* **TRY IT**: Continue the text on epitope prediction methods below, starting right after its last line.

Epitope prediction dates back to 1981 when the first B cell epitope prediction method was developed by Hopp and Woods. Since then many more methods have been developed or adapted from other computational tools; for example B cell epitope prediction and T cell epitope prediction. Despite the early start, however, prediction systems for B cell epitopes are still in their infancy.

 

General epitope prediction methods

 

1. Sequence-based epitope prediction

Sequence-based method utilises the notion that sequence dictates structure and identical structure in turn leads to identical functions. T cell epitopes have a common sequence pattern or motif, as well as MHC allele specificity determining subpatterns.

To make useful, informative epitope prediction, epitope physicochemical properties are also used, such as exposed surface, accessibility, flexibility, hydrophilicity, charge, number of proline residues, the proximity of the segment towards the C- or N-terminal of the protein, etc. Due to the enormous number of physicochemical properties that are associated with epitopes, simpler quantitative descriptors of amino acid properties are sometimes used to simplify computation.

Techniques, such as binding motifs, quantitative matrices (QM), virtual matrices, machine learning algorithms (ANN, HMM, SVM), evolutionary algorithms, linear programming, etc. are used to identify the binding peptide. They all have their relative advantages and disadvantages. For example, in a comparative study, Yu et al. suggested that motifs give the most accurate MHC-peptide binding predictions with a limited dataset, but as the data volume increases, machine learning predictions become more reliable.

 

2. Structure-based epitope prediction

The structure-based prediction model bases on 3D protein structure to screen potential binders. Structural similarity between query protein and template proteins are used to predict epitopes of interest.

 

3. Hybrid prediction methods: combining sequential with structural analysis

Given the poor performance of epitope predictors based on sequence or structure analysis, it is clear that any single method cannot accurately predict epitopes. Consequently, some researchers turned to building predictive methods taking advantage of both sequential and structural information. For example, a new method which integrates 3D protein structure with physicochemical properties of amino acids using machine learning methods like Hidden Markov Model (HMM), supporting vector machine (SVM), ANN, etc. improved the prediction precision to a though small but significant degree. Like structural-based approach, its further development is hampered by the limited availability of 3D structure data of antigens and true negative datasets, both to construct better predictors and evaluate the algorithms. There is also the possibility of false positives because different antibodies have overlapping binding sites.

 

METHODS

1.      ProPred: predicting binders of 51 HLA-DR (MHC class II of human) alleles.

* **PROVIDED MATERIAL**:

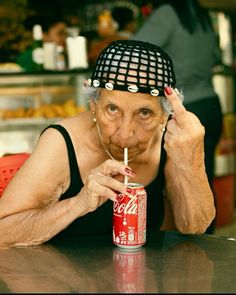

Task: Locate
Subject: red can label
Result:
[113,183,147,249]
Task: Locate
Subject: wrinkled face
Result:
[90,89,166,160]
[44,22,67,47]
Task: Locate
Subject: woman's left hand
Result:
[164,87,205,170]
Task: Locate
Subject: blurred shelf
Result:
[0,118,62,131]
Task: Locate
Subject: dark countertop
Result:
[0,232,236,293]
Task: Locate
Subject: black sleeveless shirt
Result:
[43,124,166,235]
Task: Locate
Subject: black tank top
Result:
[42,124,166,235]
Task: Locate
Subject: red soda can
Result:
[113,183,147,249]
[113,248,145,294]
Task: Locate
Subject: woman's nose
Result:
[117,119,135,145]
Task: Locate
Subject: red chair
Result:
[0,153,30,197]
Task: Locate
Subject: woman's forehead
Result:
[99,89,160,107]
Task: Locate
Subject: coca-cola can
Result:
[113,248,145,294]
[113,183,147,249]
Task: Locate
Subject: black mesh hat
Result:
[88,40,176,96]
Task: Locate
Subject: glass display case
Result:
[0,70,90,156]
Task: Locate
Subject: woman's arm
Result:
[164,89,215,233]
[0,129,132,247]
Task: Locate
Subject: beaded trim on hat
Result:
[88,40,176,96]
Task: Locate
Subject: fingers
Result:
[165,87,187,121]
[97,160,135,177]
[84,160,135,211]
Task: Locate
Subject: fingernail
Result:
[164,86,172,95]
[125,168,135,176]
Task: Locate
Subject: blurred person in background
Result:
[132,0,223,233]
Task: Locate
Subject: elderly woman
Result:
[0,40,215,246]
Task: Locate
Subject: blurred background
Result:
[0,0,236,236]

---

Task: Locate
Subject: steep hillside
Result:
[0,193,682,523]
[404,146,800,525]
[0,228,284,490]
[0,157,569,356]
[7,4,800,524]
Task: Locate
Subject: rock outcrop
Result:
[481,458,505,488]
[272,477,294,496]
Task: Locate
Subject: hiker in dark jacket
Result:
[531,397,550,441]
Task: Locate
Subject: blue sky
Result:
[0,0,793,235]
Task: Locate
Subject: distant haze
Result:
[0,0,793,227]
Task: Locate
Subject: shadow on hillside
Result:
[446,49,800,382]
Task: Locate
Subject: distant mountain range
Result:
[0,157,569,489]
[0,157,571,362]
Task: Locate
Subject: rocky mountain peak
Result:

---

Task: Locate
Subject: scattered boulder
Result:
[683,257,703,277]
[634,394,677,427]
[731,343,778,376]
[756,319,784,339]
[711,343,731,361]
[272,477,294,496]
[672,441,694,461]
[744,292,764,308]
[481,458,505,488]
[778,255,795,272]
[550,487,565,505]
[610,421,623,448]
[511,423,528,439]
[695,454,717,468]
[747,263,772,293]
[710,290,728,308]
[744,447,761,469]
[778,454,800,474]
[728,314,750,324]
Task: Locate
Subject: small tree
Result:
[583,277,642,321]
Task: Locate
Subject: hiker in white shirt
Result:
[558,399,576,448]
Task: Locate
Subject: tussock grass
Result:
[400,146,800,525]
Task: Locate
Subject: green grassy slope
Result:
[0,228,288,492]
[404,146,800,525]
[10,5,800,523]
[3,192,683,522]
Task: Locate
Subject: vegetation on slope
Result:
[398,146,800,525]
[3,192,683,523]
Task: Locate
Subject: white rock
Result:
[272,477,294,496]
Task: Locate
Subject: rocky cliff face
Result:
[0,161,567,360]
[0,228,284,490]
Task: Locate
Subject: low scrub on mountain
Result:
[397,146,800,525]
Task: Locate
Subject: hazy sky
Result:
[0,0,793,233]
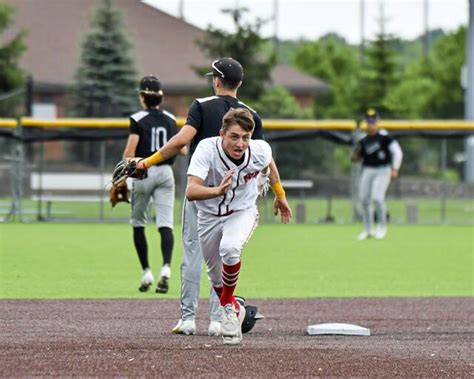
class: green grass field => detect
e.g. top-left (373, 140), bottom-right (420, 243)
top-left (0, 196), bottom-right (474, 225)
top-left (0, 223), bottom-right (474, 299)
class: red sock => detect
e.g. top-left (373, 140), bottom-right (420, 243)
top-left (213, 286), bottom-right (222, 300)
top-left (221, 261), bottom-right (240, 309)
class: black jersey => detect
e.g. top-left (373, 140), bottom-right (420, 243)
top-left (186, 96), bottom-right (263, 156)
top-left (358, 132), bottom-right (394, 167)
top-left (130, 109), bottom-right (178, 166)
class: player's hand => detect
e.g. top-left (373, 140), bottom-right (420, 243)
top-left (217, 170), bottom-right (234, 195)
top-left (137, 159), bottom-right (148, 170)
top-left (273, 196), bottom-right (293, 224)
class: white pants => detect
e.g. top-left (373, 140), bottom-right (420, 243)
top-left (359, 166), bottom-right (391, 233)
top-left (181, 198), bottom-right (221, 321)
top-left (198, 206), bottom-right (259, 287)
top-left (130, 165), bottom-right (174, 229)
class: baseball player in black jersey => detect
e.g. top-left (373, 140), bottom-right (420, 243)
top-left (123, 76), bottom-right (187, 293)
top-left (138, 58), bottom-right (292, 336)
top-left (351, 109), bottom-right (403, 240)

* **ANSWER BELOW**:
2.      Propred1: binding peptides of MHC class I alleles. Matrix based methods

3.      nHLAPred: Promiscuous MHC class I restricted T cell epitopes: ANN, QM

4.      CTLPred: predicting cytotoxic T lymphocyte (CTL) epitopes in an antigenic sequence: SVM, QM, ANN

5.      TAPPred: predicting TAP binding peptide in a protein

6.      BcePred: Prediction of linear B-cell epitopes, using physico-chemical properties

7.      ABCPred: predict B cell epitope(s) in an antigen sequence, using artificial neural network

8.      Pcleavage: SVM based method for Proteosome cleavage prediction

9.      MMBpred: predict mutated high affinity and promiscuous MHC class-I binding peptides from protein sequence

10.  HLA-DR4Pred: an SVM and ANN based HLA-DRB1*0401(MHC class II alleles) binding peptides prediction method

 

RELEVANCE:

The implication of epitope prediction in both public health and basic scientific research is vast. It is applicable to all epitope-related research, such as discovery of peptide candidate for subunit vaccines, autoimmune diseases study, allergy treatment, protein structural study, experiment design, etc. Developing epitope predictive methods and software to identify and map potential epitopes from an antigen protein is vital to contest the immune and infectious diseases. Drug development is the major financial drive for epitope prediction. Epitope-based vaccines have been shown to have promising results and confer protection to animal models in clinical trials, supporting the prophylactic, therapeutic and protective effects of these vaccines. The advantages of subunit vaccines over other types of vaccines are pronounced. Therefore, huge resources are being channelled into developing subunit vaccines against important, intractable diseases such as cancer, HIV/AIDS, HCV and many other infectious, viral and immune diseases.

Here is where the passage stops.